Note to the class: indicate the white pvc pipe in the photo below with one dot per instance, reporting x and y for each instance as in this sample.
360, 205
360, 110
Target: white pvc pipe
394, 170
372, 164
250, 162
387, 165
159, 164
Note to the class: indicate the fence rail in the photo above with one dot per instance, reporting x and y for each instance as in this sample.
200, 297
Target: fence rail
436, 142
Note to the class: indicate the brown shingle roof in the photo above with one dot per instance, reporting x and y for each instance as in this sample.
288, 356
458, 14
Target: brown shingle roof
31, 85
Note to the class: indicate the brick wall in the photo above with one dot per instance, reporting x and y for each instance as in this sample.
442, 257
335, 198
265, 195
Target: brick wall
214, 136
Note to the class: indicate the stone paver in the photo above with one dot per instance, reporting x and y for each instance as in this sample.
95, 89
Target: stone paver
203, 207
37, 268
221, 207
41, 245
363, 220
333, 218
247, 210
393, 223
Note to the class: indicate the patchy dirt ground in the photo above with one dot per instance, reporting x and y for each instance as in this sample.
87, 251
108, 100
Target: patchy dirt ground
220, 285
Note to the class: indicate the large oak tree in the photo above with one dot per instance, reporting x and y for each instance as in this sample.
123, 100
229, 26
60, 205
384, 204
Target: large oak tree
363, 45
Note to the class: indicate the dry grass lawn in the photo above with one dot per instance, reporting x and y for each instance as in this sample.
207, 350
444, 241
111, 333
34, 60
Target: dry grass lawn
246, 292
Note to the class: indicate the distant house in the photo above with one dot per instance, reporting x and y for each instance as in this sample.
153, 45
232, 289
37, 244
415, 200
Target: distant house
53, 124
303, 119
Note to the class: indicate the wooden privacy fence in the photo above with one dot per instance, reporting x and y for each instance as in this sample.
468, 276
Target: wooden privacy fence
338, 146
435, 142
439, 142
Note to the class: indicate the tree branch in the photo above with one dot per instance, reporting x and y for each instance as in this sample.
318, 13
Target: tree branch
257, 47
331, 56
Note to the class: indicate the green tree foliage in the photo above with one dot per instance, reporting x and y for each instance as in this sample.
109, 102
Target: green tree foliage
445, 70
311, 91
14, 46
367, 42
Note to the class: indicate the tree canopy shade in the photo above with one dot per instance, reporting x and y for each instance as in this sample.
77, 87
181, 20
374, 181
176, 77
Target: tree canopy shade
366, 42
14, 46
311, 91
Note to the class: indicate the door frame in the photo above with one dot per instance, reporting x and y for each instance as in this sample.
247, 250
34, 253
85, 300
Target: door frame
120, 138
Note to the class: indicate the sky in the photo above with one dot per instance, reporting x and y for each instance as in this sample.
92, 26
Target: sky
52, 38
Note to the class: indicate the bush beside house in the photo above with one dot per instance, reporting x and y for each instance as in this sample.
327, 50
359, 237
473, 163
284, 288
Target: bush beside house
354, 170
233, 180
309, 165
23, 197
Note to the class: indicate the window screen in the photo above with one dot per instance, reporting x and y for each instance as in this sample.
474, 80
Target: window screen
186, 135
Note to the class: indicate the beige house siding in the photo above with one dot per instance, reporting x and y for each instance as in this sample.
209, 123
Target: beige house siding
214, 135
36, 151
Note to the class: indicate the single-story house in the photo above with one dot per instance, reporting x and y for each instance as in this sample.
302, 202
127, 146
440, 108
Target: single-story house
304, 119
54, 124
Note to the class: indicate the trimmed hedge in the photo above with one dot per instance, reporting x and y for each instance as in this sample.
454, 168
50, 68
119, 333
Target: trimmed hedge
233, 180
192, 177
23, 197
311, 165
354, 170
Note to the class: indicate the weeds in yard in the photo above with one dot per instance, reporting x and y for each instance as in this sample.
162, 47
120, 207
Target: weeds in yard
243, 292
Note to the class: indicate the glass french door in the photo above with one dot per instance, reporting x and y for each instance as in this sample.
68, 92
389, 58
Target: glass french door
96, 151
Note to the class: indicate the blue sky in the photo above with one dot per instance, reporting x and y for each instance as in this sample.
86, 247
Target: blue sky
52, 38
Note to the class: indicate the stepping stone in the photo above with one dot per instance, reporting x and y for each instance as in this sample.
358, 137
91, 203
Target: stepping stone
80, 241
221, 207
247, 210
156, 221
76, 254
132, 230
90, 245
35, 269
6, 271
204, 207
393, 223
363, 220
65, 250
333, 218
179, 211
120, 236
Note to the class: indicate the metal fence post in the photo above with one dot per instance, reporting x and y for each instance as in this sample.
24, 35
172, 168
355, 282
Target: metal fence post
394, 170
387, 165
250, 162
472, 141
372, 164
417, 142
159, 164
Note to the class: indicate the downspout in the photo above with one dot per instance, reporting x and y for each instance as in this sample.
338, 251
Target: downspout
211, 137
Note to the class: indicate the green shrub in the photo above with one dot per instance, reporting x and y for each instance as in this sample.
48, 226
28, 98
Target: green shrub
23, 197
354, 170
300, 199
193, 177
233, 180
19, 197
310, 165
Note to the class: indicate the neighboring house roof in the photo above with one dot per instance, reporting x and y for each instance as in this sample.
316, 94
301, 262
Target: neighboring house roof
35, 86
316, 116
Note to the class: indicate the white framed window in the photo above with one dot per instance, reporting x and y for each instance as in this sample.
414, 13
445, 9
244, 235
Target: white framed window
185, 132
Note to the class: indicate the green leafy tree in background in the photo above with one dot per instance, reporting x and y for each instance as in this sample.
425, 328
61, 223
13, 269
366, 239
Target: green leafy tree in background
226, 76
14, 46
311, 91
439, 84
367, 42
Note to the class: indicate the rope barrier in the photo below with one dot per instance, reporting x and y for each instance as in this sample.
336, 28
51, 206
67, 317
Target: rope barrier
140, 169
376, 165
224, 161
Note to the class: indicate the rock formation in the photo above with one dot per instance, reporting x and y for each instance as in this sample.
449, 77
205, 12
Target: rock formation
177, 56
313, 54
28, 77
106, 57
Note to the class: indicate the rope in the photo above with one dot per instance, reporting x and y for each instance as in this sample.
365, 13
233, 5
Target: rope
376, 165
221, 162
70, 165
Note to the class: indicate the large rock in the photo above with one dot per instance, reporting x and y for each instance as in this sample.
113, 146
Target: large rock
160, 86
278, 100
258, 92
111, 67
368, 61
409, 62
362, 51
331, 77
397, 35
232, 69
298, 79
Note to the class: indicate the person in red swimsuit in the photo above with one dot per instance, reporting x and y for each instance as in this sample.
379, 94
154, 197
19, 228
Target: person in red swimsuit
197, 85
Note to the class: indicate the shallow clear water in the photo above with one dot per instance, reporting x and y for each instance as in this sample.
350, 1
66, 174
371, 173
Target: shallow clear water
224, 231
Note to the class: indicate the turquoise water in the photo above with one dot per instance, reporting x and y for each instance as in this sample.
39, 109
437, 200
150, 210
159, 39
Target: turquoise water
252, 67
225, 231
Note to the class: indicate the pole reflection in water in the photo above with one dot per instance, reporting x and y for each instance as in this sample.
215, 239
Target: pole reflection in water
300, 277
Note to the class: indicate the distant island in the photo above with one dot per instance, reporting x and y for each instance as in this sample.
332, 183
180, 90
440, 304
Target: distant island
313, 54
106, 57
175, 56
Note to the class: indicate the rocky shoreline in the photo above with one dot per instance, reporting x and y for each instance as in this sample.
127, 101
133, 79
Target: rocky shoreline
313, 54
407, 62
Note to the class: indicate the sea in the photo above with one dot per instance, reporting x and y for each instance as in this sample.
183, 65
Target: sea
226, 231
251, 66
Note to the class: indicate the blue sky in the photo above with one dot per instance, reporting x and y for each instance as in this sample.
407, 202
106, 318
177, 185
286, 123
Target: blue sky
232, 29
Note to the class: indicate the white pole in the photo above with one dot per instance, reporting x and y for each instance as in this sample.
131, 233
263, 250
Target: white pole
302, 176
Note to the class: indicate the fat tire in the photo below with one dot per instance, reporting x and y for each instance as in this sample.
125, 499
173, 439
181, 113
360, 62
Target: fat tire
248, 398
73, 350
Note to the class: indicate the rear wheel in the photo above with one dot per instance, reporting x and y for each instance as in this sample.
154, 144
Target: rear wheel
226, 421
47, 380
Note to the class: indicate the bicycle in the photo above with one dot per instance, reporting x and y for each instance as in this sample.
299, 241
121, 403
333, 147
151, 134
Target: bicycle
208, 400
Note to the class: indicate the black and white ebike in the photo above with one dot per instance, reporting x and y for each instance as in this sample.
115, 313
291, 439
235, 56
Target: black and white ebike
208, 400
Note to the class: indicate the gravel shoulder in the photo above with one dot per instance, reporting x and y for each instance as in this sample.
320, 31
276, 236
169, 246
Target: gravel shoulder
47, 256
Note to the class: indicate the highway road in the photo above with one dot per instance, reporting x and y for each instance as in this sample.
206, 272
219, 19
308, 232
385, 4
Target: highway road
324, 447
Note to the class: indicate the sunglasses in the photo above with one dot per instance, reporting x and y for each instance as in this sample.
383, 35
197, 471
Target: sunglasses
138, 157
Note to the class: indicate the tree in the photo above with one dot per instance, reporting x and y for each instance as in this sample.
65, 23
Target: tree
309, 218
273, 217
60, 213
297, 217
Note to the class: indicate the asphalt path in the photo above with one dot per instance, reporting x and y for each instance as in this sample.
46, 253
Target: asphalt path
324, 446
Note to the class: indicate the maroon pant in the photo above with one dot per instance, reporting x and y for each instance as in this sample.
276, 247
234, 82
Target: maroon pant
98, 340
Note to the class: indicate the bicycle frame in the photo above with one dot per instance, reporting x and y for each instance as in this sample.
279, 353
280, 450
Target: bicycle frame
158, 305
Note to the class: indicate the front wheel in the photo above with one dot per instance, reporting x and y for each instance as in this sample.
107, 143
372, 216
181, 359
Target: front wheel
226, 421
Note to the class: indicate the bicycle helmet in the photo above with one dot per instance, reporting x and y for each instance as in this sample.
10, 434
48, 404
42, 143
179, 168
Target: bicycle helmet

#####

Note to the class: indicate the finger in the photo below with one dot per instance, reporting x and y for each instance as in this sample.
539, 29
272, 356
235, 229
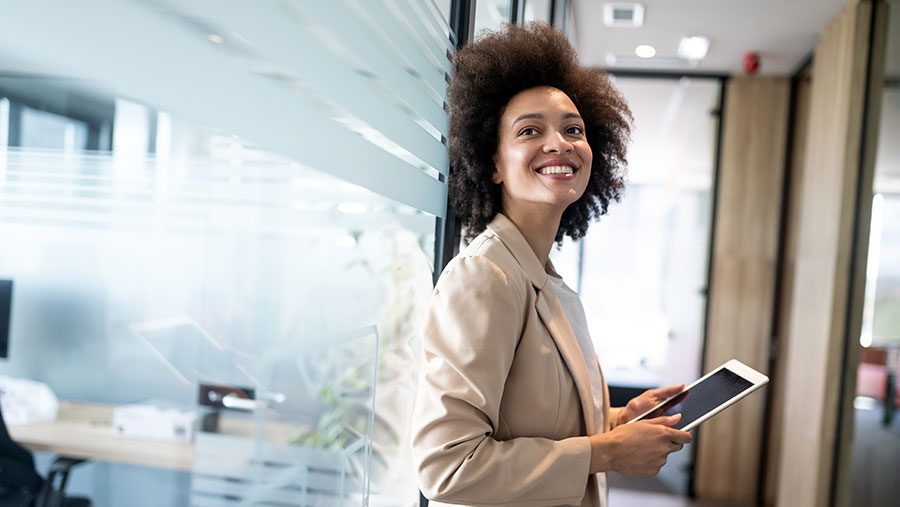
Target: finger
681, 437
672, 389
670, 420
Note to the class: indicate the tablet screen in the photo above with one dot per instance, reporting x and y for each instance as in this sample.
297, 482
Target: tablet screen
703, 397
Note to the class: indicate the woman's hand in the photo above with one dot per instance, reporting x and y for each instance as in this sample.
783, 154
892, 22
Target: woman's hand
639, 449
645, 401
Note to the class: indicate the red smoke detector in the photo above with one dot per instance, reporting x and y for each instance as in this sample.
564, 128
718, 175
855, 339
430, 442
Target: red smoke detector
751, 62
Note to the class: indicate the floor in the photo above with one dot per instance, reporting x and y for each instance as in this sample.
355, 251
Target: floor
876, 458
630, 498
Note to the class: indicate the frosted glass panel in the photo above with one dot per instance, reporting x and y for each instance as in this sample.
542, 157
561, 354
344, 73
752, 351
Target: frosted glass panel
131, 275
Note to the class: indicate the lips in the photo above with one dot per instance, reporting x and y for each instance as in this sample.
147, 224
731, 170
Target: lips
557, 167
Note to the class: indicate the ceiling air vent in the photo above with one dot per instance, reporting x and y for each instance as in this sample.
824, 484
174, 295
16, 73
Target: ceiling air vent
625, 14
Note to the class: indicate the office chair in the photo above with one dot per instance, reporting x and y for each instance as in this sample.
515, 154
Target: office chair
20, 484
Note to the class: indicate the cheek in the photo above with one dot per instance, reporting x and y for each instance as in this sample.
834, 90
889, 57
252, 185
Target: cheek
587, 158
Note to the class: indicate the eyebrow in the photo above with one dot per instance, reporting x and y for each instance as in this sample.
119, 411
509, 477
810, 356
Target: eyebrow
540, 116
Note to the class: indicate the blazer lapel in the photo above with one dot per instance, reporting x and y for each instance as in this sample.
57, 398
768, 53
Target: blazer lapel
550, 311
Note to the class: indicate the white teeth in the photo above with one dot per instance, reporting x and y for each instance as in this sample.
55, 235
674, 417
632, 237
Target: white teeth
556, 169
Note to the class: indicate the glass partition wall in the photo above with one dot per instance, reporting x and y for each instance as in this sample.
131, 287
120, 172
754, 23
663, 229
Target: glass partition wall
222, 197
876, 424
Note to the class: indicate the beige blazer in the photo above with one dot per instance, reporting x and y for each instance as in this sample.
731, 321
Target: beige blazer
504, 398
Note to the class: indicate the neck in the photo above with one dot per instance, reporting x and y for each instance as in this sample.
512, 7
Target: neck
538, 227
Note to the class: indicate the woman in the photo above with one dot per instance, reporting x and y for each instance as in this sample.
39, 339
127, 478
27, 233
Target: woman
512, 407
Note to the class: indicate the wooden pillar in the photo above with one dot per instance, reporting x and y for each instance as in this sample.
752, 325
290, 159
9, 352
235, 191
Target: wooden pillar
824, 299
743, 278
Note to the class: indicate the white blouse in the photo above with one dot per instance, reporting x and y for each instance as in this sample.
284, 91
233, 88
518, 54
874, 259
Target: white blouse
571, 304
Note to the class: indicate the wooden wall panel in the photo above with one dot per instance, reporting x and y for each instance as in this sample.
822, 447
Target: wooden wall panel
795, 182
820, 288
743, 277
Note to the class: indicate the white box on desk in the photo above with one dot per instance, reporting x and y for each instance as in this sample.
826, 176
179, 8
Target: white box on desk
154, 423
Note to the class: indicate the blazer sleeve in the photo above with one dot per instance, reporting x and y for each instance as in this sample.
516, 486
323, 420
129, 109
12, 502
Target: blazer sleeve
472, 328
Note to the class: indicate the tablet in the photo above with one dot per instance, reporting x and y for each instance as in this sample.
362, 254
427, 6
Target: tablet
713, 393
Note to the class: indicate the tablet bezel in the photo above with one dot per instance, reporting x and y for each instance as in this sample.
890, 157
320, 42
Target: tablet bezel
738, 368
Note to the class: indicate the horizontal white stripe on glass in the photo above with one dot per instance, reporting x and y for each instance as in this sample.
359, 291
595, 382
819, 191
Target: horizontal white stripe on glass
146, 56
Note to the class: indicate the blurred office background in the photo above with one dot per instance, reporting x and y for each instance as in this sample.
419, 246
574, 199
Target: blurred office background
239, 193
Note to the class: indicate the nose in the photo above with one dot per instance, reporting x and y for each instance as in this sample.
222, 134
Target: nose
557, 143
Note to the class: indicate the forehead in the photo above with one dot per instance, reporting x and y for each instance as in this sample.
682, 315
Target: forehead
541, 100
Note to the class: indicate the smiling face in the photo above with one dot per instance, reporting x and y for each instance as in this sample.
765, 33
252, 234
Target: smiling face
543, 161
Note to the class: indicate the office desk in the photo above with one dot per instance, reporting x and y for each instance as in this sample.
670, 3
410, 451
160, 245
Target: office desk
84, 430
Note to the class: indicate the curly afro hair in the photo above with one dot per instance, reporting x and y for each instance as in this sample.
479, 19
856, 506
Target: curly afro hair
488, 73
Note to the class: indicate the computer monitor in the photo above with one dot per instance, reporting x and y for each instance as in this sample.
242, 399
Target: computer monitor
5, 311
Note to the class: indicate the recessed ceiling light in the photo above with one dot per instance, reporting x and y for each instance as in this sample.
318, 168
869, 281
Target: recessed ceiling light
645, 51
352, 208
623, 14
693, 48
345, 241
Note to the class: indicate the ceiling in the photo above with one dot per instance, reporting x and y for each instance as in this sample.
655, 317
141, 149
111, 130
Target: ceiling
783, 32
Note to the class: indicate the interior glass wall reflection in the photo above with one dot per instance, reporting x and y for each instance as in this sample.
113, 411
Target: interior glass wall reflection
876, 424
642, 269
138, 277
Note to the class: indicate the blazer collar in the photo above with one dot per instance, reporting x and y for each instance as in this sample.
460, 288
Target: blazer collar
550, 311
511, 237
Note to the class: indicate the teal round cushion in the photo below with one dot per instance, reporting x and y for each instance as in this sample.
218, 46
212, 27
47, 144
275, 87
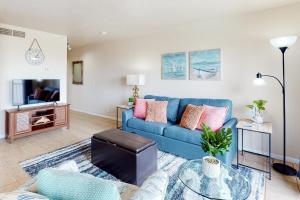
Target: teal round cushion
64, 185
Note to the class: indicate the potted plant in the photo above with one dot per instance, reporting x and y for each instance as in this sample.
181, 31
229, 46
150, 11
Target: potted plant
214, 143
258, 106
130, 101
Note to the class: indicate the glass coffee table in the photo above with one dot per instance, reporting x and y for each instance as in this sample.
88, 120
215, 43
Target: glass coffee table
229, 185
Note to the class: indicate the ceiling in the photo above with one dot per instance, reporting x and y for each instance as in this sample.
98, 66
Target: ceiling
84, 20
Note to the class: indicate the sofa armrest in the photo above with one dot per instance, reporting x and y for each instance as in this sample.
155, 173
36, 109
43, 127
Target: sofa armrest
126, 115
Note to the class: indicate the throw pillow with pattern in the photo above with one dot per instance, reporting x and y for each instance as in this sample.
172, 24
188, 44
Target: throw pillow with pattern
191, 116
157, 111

#####

* Description of the task
Which lines in the data above hold the string "helmet"? Show each one.

* Solution to the exercise
Note to the class: indicate the bicycle helmet in the photo above with one dot per instance, reporting x and y for each instance as in this sample.
Target: bicycle helmet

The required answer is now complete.